WRITTEN REQUEST
Render every line of the entries below as a JSON list of strings, one string per line, with blank lines omitted.

— start STORED RECORDS —

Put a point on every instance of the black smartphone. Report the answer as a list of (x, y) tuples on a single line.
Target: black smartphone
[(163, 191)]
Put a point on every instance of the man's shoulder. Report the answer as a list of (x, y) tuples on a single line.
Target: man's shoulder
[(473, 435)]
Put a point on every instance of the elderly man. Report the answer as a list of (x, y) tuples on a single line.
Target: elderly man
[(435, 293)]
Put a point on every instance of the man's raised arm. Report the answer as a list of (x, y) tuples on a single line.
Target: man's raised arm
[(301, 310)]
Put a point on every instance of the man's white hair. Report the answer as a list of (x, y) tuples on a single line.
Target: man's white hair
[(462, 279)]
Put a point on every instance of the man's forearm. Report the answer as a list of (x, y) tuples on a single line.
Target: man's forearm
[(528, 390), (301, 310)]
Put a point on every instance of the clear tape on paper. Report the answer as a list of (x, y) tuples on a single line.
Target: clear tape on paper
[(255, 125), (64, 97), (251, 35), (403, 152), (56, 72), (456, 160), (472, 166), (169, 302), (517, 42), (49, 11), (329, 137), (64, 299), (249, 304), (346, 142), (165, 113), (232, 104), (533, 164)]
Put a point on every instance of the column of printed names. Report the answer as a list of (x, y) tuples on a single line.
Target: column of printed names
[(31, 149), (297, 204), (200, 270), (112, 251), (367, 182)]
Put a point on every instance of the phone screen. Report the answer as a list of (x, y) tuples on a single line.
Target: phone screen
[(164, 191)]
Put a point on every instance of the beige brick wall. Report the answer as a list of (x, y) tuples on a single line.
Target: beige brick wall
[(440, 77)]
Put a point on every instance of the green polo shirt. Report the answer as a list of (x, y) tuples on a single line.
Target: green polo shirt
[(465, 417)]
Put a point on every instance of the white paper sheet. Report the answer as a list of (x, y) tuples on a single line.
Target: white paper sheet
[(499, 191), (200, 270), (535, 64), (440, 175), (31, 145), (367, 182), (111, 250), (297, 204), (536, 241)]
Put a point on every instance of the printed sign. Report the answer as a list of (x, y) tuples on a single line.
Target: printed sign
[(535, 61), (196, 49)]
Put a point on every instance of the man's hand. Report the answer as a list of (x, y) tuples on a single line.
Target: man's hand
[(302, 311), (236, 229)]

— end STORED RECORDS —

RESPONSE TO THIS EXERCISE
[
  "Put a point on every instance of the black smartphone. Report the answer as a list of (x, y) tuples on a single line.",
  "Target: black smartphone",
  "[(163, 191)]",
  "Put a point on every instance of the man's shoulder. Report the answer as a list of (x, y) tuples on a single line.",
  "Target: man's shoulder",
  "[(473, 435)]",
  "Put a point on every instance of the elderly man. Report the answer as a list of (x, y) tuples on a single line.",
  "Target: elderly man",
  "[(435, 293)]",
  "Put a point on every instance of the man's raised arm. Report the answer as a list of (x, y) tuples on a single line.",
  "Target: man's raised arm",
  "[(301, 310)]",
  "Put a point on every instance of the man's white hair. Report the answer as a list of (x, y) tuples on a single line.",
  "Target: man's white hair",
  "[(462, 279)]",
  "Put a point on every instance of the man's forearm. Report the answer as a list of (x, y) tuples on a single line.",
  "Target: man's forearm",
  "[(528, 390), (301, 310)]",
  "Put a point on every instance of the clear tape on paper. Report the answer as a list of (x, y) tuples on a single line.",
  "Target: clear tape on paper",
  "[(255, 125), (64, 97), (251, 35), (403, 152), (56, 72), (456, 160), (472, 166), (169, 302), (517, 42), (49, 11), (329, 137), (64, 299), (249, 304), (346, 142), (165, 113), (232, 104), (533, 164)]",
  "Put a point on every instance of the column of printed names. Report the answer as a list of (x, y) tuples on a single line.",
  "Target: column of printed names",
  "[(31, 149), (297, 204), (200, 270), (112, 251), (367, 182)]",
  "Put a point on every instance of the phone screen. Report the answer as a list of (x, y) tuples on a single line.",
  "Target: phone screen",
  "[(164, 191)]",
  "Put a point on every instance of the beige brick wall. Report the answer as a list of (x, y) tuples on a single line.",
  "Target: beige brick wall",
  "[(440, 77)]",
  "Put a point on every instance of the green polo shirt. Report the answer as a list of (x, y) tuples on a single line.",
  "Target: green polo shirt",
  "[(465, 417)]",
  "Put a point on every instance of the white paper sheet. Report the answer as a list of (x, y) tuples on a single line.",
  "Target: white paper sheet",
  "[(499, 191), (200, 270), (535, 64), (440, 175), (31, 145), (367, 182), (111, 250), (297, 204), (536, 241)]",
  "Put a point on every instance of the printed sign. Report the answer as a list of (x, y) tuples on a single line.",
  "Target: printed sign",
  "[(535, 61), (196, 49)]",
  "Put a point on every instance of the man's hand. Report the answer as a list of (x, y) tuples on a single line.",
  "Target: man's hand",
  "[(302, 311), (236, 229)]"
]